**Exercise goal**
Please convert the records from the line with "Tag one point on every instance of the white" through the end of the records into a JSON list of strings, one string per line, leaving out blank lines.

--------------------------------

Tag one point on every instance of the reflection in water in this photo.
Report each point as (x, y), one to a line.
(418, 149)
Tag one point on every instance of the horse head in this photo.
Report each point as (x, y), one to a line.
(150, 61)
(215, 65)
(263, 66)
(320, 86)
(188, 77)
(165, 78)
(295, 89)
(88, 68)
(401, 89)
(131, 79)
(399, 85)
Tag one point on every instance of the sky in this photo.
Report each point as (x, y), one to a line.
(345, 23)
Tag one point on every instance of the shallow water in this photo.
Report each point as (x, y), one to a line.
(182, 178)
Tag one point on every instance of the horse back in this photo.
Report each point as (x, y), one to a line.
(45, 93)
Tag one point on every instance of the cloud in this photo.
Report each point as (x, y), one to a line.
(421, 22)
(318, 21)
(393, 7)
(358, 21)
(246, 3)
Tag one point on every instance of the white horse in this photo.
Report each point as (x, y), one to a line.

--------------------------------

**Written answer**
[
  "Tag one point on every instance of the white horse in this photo.",
  "Report each point as (x, y), one to a line."
]